LISTED ENTRIES>
--
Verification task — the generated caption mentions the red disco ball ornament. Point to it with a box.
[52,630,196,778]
--
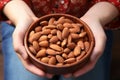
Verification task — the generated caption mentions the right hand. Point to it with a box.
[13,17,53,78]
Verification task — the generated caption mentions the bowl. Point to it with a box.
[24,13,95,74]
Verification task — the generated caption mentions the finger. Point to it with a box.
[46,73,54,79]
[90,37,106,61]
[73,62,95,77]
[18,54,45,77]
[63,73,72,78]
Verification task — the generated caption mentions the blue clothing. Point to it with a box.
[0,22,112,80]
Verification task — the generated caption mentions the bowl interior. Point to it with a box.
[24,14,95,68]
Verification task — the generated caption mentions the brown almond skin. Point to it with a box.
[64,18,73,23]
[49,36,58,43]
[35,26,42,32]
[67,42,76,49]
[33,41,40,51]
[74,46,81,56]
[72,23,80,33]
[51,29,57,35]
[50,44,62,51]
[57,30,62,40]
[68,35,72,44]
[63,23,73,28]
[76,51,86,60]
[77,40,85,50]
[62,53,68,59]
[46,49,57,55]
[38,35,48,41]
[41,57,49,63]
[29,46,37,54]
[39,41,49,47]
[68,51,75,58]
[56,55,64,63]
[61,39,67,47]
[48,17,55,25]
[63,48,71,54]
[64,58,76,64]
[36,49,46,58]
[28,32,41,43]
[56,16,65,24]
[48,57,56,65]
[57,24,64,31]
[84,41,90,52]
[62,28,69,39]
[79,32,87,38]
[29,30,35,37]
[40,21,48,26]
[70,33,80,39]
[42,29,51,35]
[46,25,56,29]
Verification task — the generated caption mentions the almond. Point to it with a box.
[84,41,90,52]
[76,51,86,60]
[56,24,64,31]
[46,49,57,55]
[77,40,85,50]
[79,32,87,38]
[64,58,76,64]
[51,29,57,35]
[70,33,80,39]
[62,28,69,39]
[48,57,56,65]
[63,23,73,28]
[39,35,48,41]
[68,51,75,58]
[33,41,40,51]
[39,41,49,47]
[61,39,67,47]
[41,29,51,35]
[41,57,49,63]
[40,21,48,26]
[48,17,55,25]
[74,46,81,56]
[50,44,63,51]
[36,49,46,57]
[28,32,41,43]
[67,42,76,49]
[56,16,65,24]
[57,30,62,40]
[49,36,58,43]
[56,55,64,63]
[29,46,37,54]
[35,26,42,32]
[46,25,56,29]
--
TASK OBJECTIVE> Rewrite the items from the line with "Verification task — the generated caption mentions the red" up to and including the line with "[52,630,196,778]", requests and all. Scale every box coordinate in the answers by 0.5, rounding to whole numbers with halves rounded up.

REPLY>
Verification task — the generated caption mentions the red disco ball ornament. Point to it with a box.
[26,315,98,389]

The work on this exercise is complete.